--- Bronfragment ---
--

1.2. Tegen de beschikking op bezwaar is appellante op 23 september 1997 in beroep gekomen bij de Raad. De Inspecteur heeft op 19 maart 1999 een vertoogschrift ingediend. Bij ambtshalve gegeven beschikking van 25 maart 1999 heeft de Inspecteur de aanslag verminderd tot één naar een belastbaar inkomen van Af. 41.128,=.
1.3. De mondelinge behandeling van de zaak heeft plaatsgehad ter zitting van de Raad gehouden op Aruba op 23 april 1999, waar beide partijen zijn verschenen. Namens appellante heeft Y een pleitnota voorgedragen en overgelegd.
2. Ontvankelijkheid van het beroep.
2.1. In zijn vertoogschrift betoogt de Inspecteur dat het beroepschrift niet is gemotiveerd, dat hij appellante in de gelegenheid heeft gesteld dat verzuim te herstellen en dat, nu appellante van die gelegenheid geen gebruik heeft gemaakt, het beroepschrift gelet op het bepaalde in artikel 7, lid 2 – lees: lid 1 -, van de Landsverordening op het beroep in belastingzaken (LBB ongegrond moet worden verklaard.

--

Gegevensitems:
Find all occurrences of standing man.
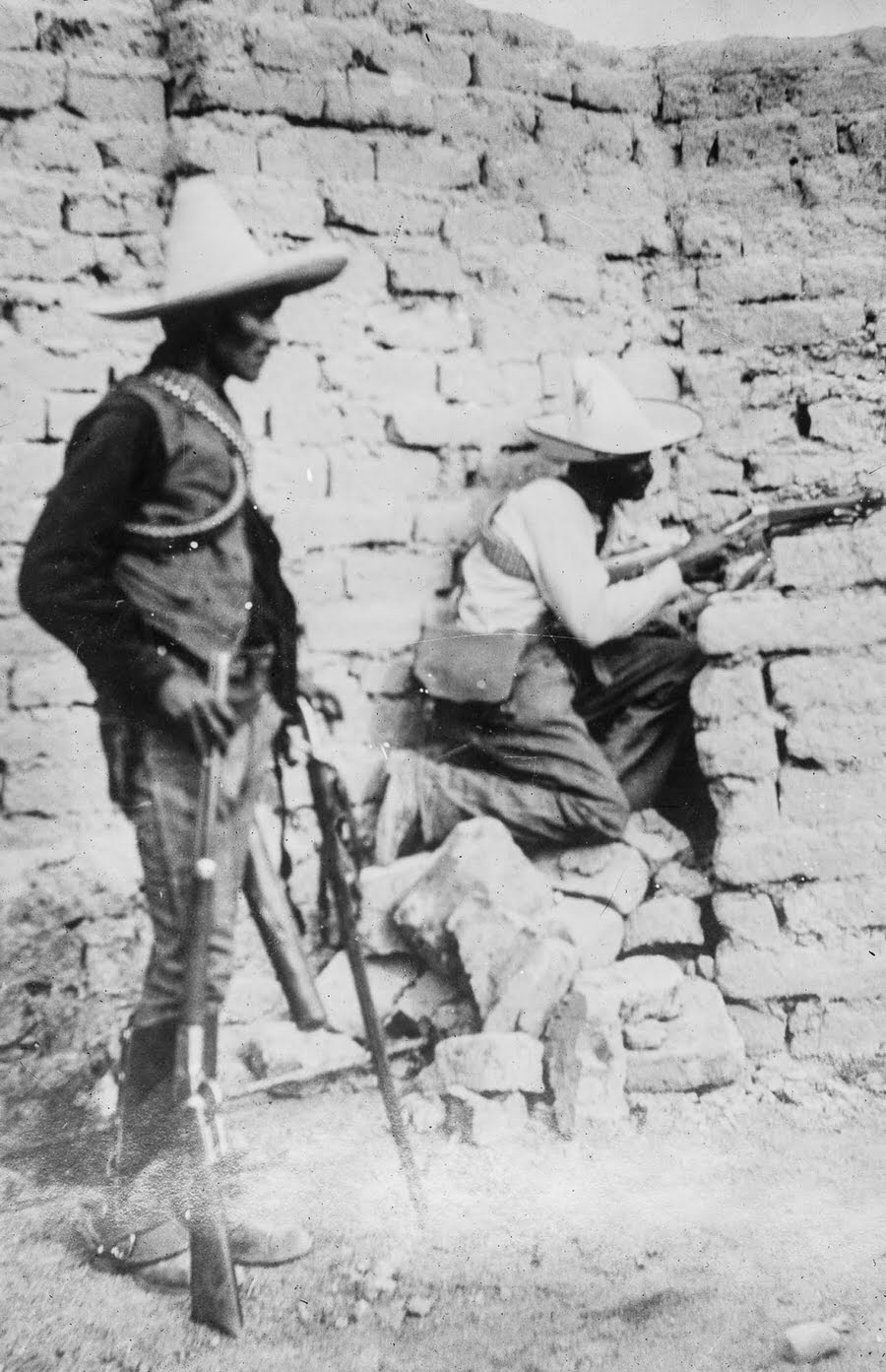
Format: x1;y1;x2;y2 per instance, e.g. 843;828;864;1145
376;359;712;863
20;177;346;1265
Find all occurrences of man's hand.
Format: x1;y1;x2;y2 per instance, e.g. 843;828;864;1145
157;674;237;756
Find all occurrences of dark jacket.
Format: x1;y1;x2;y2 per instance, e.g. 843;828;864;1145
20;350;296;712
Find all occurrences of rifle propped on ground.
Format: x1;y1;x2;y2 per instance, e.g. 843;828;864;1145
243;804;327;1029
296;695;426;1224
174;653;243;1337
603;491;886;582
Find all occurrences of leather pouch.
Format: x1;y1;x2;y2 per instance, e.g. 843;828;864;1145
412;612;530;705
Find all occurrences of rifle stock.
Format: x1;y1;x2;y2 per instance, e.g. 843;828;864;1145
243;806;327;1029
299;697;426;1224
602;491;886;583
175;653;243;1338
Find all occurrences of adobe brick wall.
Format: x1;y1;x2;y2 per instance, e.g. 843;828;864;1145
0;0;886;1057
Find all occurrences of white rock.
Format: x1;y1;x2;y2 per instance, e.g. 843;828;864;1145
547;894;624;970
624;894;705;952
433;1033;544;1093
544;844;650;915
484;939;579;1039
576;955;684;1022
359;853;433;955
230;1019;367;1079
443;1086;528;1147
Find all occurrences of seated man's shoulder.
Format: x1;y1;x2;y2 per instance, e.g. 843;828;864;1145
509;476;593;523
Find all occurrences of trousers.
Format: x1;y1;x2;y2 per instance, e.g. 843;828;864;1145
418;632;713;845
98;691;282;1027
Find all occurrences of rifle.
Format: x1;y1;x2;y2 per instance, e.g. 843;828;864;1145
603;491;886;582
174;653;243;1338
243;804;327;1029
297;695;426;1224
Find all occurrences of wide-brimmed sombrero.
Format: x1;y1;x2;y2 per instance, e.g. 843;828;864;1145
527;357;702;462
92;177;347;320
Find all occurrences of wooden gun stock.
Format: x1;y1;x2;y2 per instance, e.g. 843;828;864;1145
175;653;243;1338
243;806;327;1029
603;491;886;582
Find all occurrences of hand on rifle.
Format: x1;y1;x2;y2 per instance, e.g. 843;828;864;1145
157;673;237;756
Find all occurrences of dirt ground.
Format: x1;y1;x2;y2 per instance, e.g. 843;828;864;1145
0;1081;886;1372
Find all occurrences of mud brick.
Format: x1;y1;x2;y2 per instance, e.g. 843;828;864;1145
388;398;524;449
388;247;467;296
785;706;886;768
325;70;435;133
782;878;886;942
414;490;488;548
713;891;781;948
474;37;572;100
572;64;659;114
790;996;886;1062
324;349;436;402
223;175;325;238
695;715;779;779
726;1005;788;1062
307;0;376;20
772;514;886;590
837;112;886;158
375;0;488;34
0;52;64;114
64;62;167;125
677;209;742;258
327;182;446;237
535;104;634;162
794;62;886;115
244;14;352;72
708;776;779;837
691;664;767;723
171;63;325;119
439;349;540;405
367;300;472;353
715;935;886;1000
376;135;480;191
0;108;101;173
715;820;886;883
698;256;802;303
0;228;96;282
168;111;258;175
443;200;541;248
802;252;882;300
0;171;62;229
698;591;886;657
345;549;450;600
276;498;414;551
63;179;160;237
0;0;37;52
303;596;421;654
384;32;472;90
770;653;886;713
258;123;374;181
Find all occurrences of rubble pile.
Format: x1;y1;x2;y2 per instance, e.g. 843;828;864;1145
222;811;745;1143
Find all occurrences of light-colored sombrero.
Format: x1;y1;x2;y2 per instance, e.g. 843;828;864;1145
92;177;347;320
527;357;702;462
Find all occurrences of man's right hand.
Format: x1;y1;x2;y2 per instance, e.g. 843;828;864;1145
157;674;237;756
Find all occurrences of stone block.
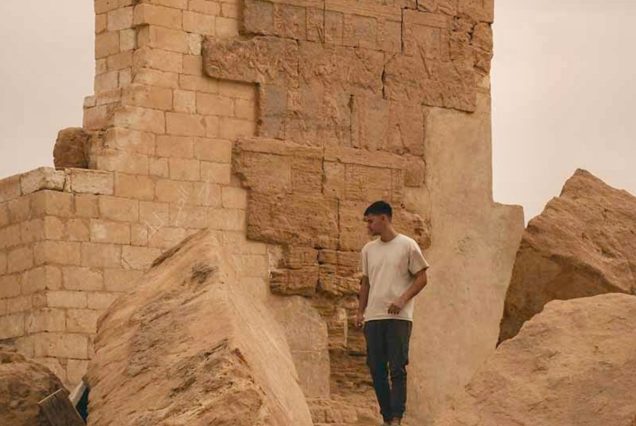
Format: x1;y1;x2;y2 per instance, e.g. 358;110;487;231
7;245;34;274
137;25;190;53
194;138;233;163
31;190;73;217
81;243;121;268
168;158;201;181
98;195;139;222
133;3;182;30
113;106;166;134
66;169;113;195
104;269;143;292
0;274;21;299
201;161;232;185
166;112;206;136
183;11;216;35
122;84;172;111
25;308;66;333
33;241;81;265
115;173;155;200
66;309;100;334
20;167;66;195
90;219;130;244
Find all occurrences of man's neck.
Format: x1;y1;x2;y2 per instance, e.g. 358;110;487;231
380;226;397;243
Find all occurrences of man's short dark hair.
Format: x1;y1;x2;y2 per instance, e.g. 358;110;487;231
364;201;393;218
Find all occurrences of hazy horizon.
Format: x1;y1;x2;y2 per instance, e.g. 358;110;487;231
0;0;636;220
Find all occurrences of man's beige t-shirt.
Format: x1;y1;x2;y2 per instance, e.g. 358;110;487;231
361;234;429;321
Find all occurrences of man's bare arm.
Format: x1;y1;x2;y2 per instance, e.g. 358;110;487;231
355;275;370;327
389;269;428;314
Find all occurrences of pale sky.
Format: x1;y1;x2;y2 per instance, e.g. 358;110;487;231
0;0;636;220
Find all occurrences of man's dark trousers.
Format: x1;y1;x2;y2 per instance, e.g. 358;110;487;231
364;319;412;421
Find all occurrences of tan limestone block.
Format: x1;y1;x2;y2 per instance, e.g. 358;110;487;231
62;266;104;291
66;309;100;334
90;219;130;244
166;112;206;136
95;31;119;59
168;158;200;181
24;308;66;333
33;241;80;265
0;175;21;202
122;84;172;111
66;169;114;195
114;106;165;134
81;243;121;268
20;167;66;195
194;138;232;163
115;173;155;200
133;3;182;30
137;25;190;53
0;274;21;299
104;269;143;292
87;292;119;309
98;195;139;222
172;90;197;114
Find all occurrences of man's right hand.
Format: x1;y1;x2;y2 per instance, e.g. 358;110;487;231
354;312;364;328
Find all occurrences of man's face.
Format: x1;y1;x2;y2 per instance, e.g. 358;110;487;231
364;214;386;236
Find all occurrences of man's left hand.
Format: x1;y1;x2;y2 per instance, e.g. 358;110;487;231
389;299;406;315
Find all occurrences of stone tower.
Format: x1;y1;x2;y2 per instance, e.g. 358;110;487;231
0;0;523;424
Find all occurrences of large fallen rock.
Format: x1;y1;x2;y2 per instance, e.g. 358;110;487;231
436;293;636;426
499;170;636;342
0;346;64;426
88;231;312;426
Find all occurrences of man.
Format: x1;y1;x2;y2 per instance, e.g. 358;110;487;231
356;201;429;426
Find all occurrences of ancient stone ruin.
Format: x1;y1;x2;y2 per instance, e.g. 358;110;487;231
0;0;523;425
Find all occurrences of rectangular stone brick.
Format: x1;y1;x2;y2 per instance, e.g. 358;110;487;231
7;245;34;274
107;7;133;31
115;173;155;200
197;93;234;117
90;219;130;244
183;11;218;35
98;195;139;222
67;169;114;195
31;190;73;217
33;241;80;265
25;308;66;333
121;246;161;271
66;309;100;334
133;68;179;89
0;274;21;299
194;138;233;163
122;84;172;111
168;158;200;180
20;167;66;195
133;3;182;30
87;292;119;310
166;112;206;136
104;269;143;292
201;161;232;185
156;135;193;158
172;90;196;114
34;333;88;359
0;313;25;339
114;106;166;134
81;243;121;268
95;31;119;59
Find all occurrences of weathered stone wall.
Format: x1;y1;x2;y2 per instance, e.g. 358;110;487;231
0;0;523;425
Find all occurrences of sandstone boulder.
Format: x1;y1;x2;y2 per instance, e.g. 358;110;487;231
88;231;312;426
53;127;91;169
0;346;64;426
499;170;636;342
436;293;636;426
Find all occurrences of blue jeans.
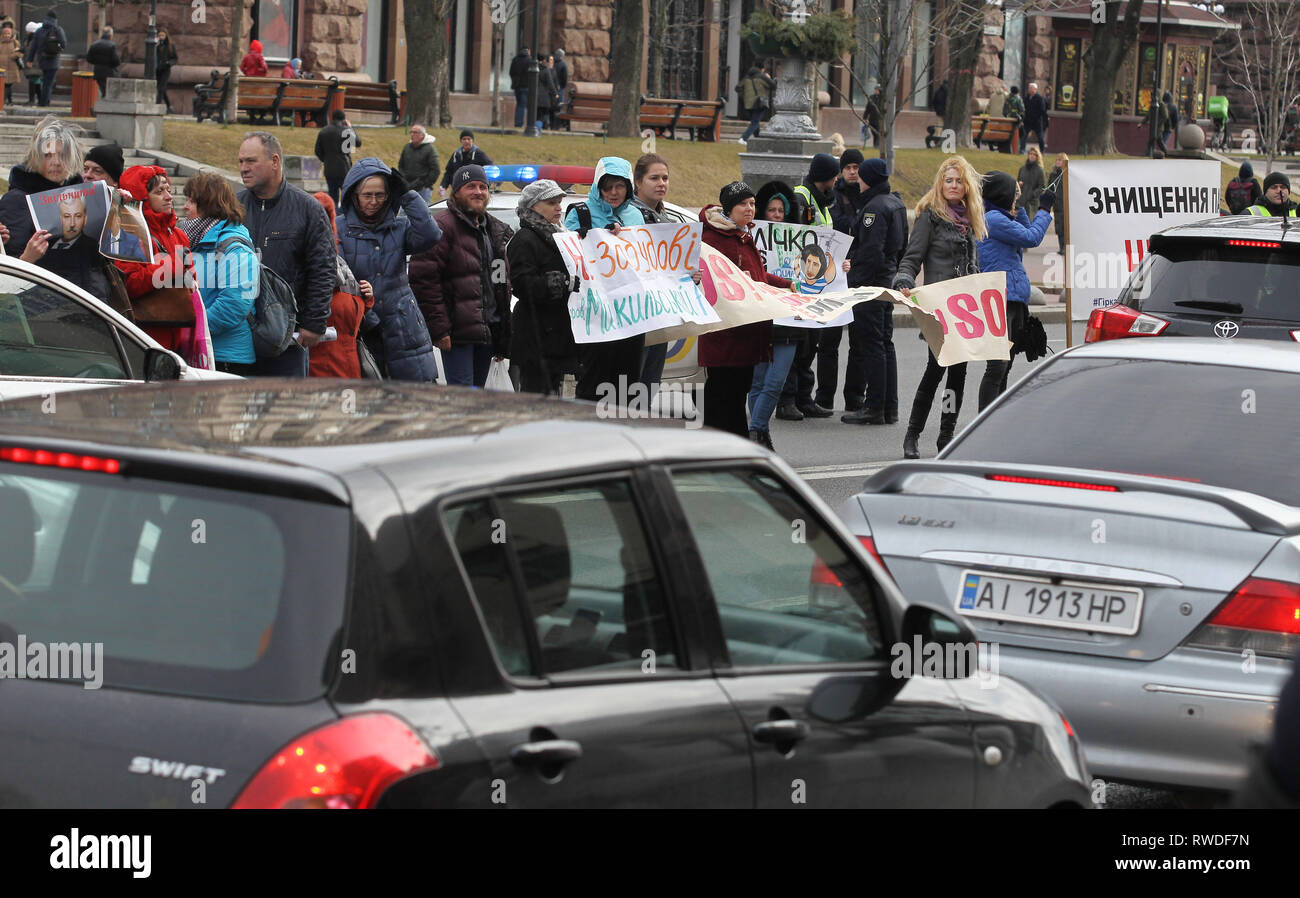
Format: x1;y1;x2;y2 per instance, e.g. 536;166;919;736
749;343;798;430
254;343;311;377
515;87;528;127
442;343;491;387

--

--- Werkopdrachten ---
A – Vertaal deze zin uit de tekst over het belastingberoep in het Engels: "De Inspecteur heeft op 19 maart 1999 een vertoogschrift ingediend."
B – Schrijf het volgende stuk van de tekst over het belastingberoep, direct na de laatste zin.

--- Antwoorden per opdracht ---
A – On March 19, 1999, the Inspector submitted a written statement of defense.

B –
2.2. Dat betoog faalt aangezien de Raad van oordeel is dat het beroepschrift voldoende is gemotiveerd, niet alleen door zijn inhoud, maar ook door zijn bijlagen. Daaruit kan immers worden afgeleid dat en waarom appellante zich niet met de opgelegde aanslag kan verenigen. Het beroep is dus ontvankelijk.
2.3. Wat betreft de rol van de Inspecteur in een aangelegenheid als deze wijst de Raad erop dat onderscheid moet worden gemaakt tussen de bezwaarfase enerzijds en de beroepsfase anderzijds.
2.4. De bezwaarfase kenmerkt zich hierdoor dat twee ongelijksoortige partijen in een ongelijke en niet door de rechter beheerste verhouding tegenover elkaar staan. De Inspecteur geeft in die fase leiding aan de procedure en neemt daarbij de beginselen van behoorlijk bestuur in acht.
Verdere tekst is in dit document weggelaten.